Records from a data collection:
━━━
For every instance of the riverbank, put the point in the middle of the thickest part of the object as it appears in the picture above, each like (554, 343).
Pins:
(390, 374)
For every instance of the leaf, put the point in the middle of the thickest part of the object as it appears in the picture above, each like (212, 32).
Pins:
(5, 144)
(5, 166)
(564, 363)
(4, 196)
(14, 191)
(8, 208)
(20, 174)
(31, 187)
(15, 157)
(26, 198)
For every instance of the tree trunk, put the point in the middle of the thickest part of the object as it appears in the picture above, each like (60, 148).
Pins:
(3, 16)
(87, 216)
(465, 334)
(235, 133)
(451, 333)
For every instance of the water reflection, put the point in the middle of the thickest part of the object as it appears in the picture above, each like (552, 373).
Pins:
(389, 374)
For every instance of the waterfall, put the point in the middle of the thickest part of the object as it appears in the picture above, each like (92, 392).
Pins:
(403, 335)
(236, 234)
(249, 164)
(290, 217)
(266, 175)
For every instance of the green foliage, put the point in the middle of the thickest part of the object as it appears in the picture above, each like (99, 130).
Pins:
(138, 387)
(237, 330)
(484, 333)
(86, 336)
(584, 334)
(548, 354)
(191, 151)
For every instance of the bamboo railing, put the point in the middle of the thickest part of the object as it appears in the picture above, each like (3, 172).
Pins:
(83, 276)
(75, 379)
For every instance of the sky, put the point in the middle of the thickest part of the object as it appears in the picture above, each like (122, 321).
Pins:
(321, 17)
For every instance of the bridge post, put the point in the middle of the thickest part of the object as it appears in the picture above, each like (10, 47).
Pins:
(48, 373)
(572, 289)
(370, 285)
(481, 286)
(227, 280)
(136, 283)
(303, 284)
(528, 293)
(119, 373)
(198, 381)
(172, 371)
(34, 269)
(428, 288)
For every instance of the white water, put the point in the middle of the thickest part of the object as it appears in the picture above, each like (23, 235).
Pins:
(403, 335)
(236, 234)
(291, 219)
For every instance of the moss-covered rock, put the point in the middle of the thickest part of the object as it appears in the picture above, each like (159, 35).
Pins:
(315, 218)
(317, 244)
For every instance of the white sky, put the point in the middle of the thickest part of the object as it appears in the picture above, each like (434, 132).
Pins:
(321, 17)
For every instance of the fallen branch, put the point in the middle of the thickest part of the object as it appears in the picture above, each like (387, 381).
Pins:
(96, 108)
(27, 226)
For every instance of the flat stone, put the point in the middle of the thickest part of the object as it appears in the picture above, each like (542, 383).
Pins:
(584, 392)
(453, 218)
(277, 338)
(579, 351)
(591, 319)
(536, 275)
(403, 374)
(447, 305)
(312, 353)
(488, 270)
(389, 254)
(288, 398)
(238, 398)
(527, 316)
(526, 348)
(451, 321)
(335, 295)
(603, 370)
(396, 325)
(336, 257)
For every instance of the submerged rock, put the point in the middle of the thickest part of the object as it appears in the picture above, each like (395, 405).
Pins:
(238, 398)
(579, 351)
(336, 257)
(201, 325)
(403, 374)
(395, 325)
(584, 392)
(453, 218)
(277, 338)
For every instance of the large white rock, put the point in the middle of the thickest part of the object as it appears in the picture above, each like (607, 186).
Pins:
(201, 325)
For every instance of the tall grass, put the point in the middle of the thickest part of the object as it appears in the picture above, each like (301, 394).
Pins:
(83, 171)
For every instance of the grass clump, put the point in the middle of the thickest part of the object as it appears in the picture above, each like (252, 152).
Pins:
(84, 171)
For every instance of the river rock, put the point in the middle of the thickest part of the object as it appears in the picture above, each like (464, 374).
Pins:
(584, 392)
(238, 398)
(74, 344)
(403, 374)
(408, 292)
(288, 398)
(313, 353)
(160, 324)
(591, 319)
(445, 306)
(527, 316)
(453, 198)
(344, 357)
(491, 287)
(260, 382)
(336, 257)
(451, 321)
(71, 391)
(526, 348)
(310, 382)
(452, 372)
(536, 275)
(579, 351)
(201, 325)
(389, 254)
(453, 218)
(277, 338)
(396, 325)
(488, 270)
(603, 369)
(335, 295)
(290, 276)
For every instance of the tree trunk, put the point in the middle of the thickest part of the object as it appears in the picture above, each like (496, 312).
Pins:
━━━
■ Work instructions:
Which lines above contain the word "white"? Copy all of them.

■ Task solution:
For every instance of the white water, put the point in the middle of the thickest part of the object as it appears in the picture above, each like (23, 235).
For every instance of the white sky, put the point in the middle of the thickest part of the object as it appears in the picture above, each like (434, 132).
For every instance of the large white rock, put the point in the middle of the thickest part of the object as it appears in the picture above, each like (607, 186).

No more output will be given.